**Stored data entries**

- - -

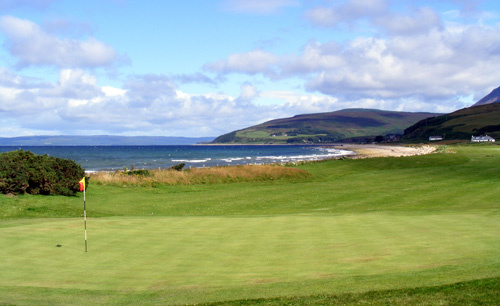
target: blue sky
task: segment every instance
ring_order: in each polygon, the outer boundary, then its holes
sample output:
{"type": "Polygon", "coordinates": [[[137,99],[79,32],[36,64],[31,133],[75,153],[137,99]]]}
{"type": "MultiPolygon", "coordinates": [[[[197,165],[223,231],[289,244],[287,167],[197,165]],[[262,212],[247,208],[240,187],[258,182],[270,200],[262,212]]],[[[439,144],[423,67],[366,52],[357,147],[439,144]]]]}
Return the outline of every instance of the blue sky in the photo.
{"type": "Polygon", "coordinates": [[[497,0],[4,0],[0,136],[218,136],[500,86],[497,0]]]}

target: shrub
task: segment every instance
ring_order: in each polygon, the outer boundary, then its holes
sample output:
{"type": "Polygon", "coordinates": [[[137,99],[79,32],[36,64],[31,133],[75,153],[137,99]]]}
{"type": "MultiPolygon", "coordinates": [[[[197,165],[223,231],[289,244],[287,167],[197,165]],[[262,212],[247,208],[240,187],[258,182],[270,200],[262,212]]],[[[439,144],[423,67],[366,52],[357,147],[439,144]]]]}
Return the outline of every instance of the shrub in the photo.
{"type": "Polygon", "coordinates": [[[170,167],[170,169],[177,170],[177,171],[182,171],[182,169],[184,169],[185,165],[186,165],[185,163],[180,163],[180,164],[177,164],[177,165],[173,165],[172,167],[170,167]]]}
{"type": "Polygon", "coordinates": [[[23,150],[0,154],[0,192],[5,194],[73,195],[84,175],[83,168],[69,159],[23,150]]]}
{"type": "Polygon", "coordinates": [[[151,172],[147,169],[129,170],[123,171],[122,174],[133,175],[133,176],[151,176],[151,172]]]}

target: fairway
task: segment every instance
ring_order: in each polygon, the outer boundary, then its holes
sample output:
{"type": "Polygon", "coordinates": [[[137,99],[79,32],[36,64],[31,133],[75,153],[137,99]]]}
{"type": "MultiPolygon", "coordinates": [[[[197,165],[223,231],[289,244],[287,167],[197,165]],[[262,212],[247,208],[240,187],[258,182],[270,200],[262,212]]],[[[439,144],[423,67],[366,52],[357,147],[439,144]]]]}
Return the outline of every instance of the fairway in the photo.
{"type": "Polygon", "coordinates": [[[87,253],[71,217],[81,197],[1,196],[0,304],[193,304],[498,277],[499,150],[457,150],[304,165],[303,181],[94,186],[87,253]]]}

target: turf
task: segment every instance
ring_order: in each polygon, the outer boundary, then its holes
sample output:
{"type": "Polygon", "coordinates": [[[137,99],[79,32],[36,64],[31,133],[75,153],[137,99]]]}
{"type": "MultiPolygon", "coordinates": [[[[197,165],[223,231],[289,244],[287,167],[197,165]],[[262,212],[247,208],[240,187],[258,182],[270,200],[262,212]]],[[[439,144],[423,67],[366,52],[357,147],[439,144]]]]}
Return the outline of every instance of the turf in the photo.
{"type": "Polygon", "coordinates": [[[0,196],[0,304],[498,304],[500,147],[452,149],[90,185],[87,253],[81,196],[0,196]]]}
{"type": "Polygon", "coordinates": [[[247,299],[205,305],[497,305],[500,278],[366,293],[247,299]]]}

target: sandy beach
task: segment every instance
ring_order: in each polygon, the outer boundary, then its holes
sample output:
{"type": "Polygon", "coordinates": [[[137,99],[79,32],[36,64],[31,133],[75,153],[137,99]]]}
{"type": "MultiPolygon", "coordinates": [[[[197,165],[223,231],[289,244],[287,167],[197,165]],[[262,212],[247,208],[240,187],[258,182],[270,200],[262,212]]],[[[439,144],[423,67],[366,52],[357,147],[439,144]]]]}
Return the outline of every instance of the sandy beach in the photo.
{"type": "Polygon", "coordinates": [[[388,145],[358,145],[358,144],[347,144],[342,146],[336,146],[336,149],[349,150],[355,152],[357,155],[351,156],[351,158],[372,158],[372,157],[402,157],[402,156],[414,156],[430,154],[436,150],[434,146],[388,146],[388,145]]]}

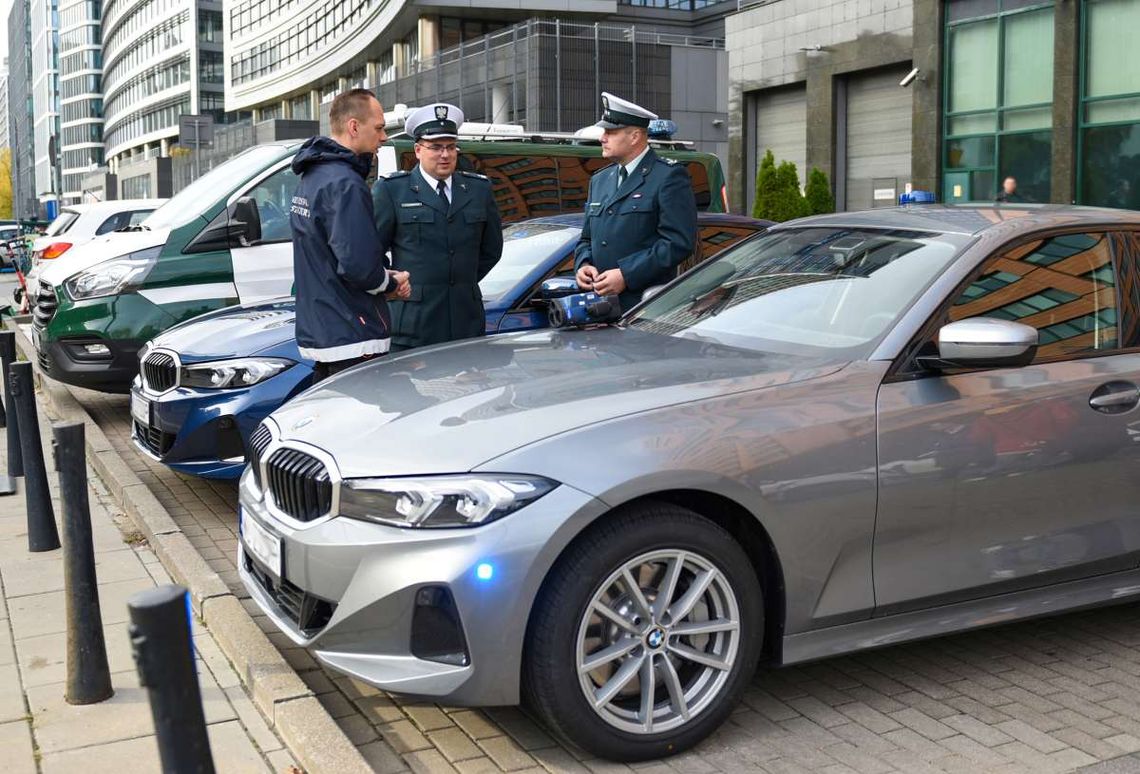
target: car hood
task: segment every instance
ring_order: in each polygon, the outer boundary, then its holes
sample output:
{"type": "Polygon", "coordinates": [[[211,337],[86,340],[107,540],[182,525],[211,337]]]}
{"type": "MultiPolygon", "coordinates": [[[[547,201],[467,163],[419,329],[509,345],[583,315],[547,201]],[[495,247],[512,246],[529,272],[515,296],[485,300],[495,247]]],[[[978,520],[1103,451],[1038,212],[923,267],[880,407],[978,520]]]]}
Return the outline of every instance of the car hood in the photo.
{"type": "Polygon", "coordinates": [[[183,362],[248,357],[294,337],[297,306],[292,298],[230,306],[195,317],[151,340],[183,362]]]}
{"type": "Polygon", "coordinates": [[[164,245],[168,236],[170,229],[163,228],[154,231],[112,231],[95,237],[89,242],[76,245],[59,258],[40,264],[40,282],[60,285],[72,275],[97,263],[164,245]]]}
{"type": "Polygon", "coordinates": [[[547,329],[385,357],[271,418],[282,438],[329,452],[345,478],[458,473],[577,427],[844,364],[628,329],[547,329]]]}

- - -

**Task to carry out**
Go through the entries above and print each one exactly, minus the pictures.

**Exercise solution**
target: blue sky
task: segment every instance
ring_order: in each polygon, the outer boundary, then its holes
sample output:
{"type": "Polygon", "coordinates": [[[137,99],[79,32],[36,64],[31,133],[75,153],[137,99]]]}
{"type": "MultiPolygon", "coordinates": [[[[197,165],[223,231],[289,244],[287,167],[197,165]],[[262,212],[247,208],[240,187],[258,182],[270,200],[262,212]]],[[[439,144],[423,67],[366,52],[357,147],[439,144]]]]}
Return the outline of every instance of the blue sky in the photo.
{"type": "Polygon", "coordinates": [[[497,0],[4,0],[0,136],[218,136],[500,86],[497,0]]]}

target: shrub
task: segment every instance
ring_order: in each polygon, the outer boundary, then its holes
sample output:
{"type": "Polygon", "coordinates": [[[137,99],[79,32],[36,64],[31,133],[75,153],[137,99]]]}
{"type": "MultiPolygon", "coordinates": [[[[197,165],[223,231],[289,244],[287,167],[197,165]],[[262,212],[247,208],[240,187],[258,182],[270,200],[262,212]]],[[[439,144],[423,67],[366,52],[357,147],[439,144]]]]}
Return the outline of every instance of the shrub in the photo.
{"type": "Polygon", "coordinates": [[[170,167],[170,169],[177,170],[177,171],[182,171],[182,169],[184,169],[185,165],[186,165],[185,163],[180,163],[180,164],[177,164],[177,165],[173,165],[172,167],[170,167]]]}
{"type": "Polygon", "coordinates": [[[23,150],[0,154],[0,192],[5,194],[73,195],[84,175],[83,168],[69,159],[23,150]]]}
{"type": "Polygon", "coordinates": [[[151,172],[147,169],[129,170],[123,171],[122,174],[133,175],[133,176],[151,176],[151,172]]]}

target: fairway
task: segment every instance
ring_order: in each polygon, the outer boundary, then its holes
sample output:
{"type": "Polygon", "coordinates": [[[137,99],[79,32],[36,64],[31,133],[75,153],[137,99]]]}
{"type": "MultiPolygon", "coordinates": [[[[197,165],[223,231],[289,244],[287,167],[197,165]],[[262,212],[247,208],[240,187],[258,182],[270,200],[262,212]]],[[[439,144],[423,67],[366,52],[357,147],[439,144]]]]}
Return the outline of every instance of the fairway in the photo.
{"type": "Polygon", "coordinates": [[[87,253],[71,217],[81,197],[1,196],[0,304],[193,304],[498,277],[499,150],[457,150],[304,165],[303,181],[94,186],[87,253]]]}

target: turf
task: segment every instance
ring_order: in each polygon, the outer boundary, then its holes
sample output:
{"type": "Polygon", "coordinates": [[[137,99],[79,32],[36,64],[31,133],[75,153],[137,99]]]}
{"type": "MultiPolygon", "coordinates": [[[[197,165],[223,231],[289,244],[287,167],[197,165]],[[262,212],[247,208],[240,187],[258,182],[270,200],[262,212]]],[[[439,144],[423,67],[366,52],[357,147],[439,144]]]]}
Return the outline of every instance of the turf in the photo.
{"type": "Polygon", "coordinates": [[[0,196],[0,304],[498,304],[500,147],[452,149],[90,185],[87,253],[81,196],[0,196]]]}
{"type": "Polygon", "coordinates": [[[247,299],[205,305],[497,305],[500,278],[366,293],[247,299]]]}

target: sandy beach
task: segment every instance
ring_order: in each polygon, the outer boundary, then its holes
sample output:
{"type": "Polygon", "coordinates": [[[137,99],[79,32],[36,64],[31,133],[75,153],[137,99]]]}
{"type": "MultiPolygon", "coordinates": [[[[197,165],[223,231],[289,244],[287,167],[197,165]],[[262,212],[247,208],[240,187],[258,182],[270,200],[262,212]]],[[[439,144],[423,67],[366,52],[357,147],[439,144]]]]}
Return the outline of every instance of the sandy beach in the photo.
{"type": "Polygon", "coordinates": [[[388,145],[358,145],[358,144],[347,144],[342,146],[336,146],[336,149],[349,150],[355,152],[357,155],[351,156],[351,158],[372,158],[372,157],[402,157],[402,156],[414,156],[430,154],[436,150],[434,146],[388,146],[388,145]]]}

target: car hood
task: segment every instance
ring_order: in each polygon, the outer boundary, then its holes
sample output:
{"type": "Polygon", "coordinates": [[[211,337],[86,340],[107,540],[182,525],[211,337]]]}
{"type": "MultiPolygon", "coordinates": [[[[547,201],[467,163],[419,329],[509,345],[583,315],[547,201]],[[495,247],[512,246],[529,272],[515,296],[485,300],[495,247]]],[[[978,520],[1103,451],[1038,212],[923,267],[880,407],[978,520]]]]}
Return the outline of every instance of the car hood in the photo.
{"type": "Polygon", "coordinates": [[[183,362],[248,357],[294,337],[297,306],[292,298],[230,306],[195,317],[151,340],[183,362]]]}
{"type": "Polygon", "coordinates": [[[164,245],[168,236],[170,229],[163,228],[154,231],[112,231],[95,237],[89,242],[76,245],[59,258],[40,264],[40,282],[60,285],[72,275],[97,263],[164,245]]]}
{"type": "Polygon", "coordinates": [[[547,329],[385,357],[271,418],[282,438],[329,452],[345,478],[458,473],[577,427],[844,364],[628,329],[547,329]]]}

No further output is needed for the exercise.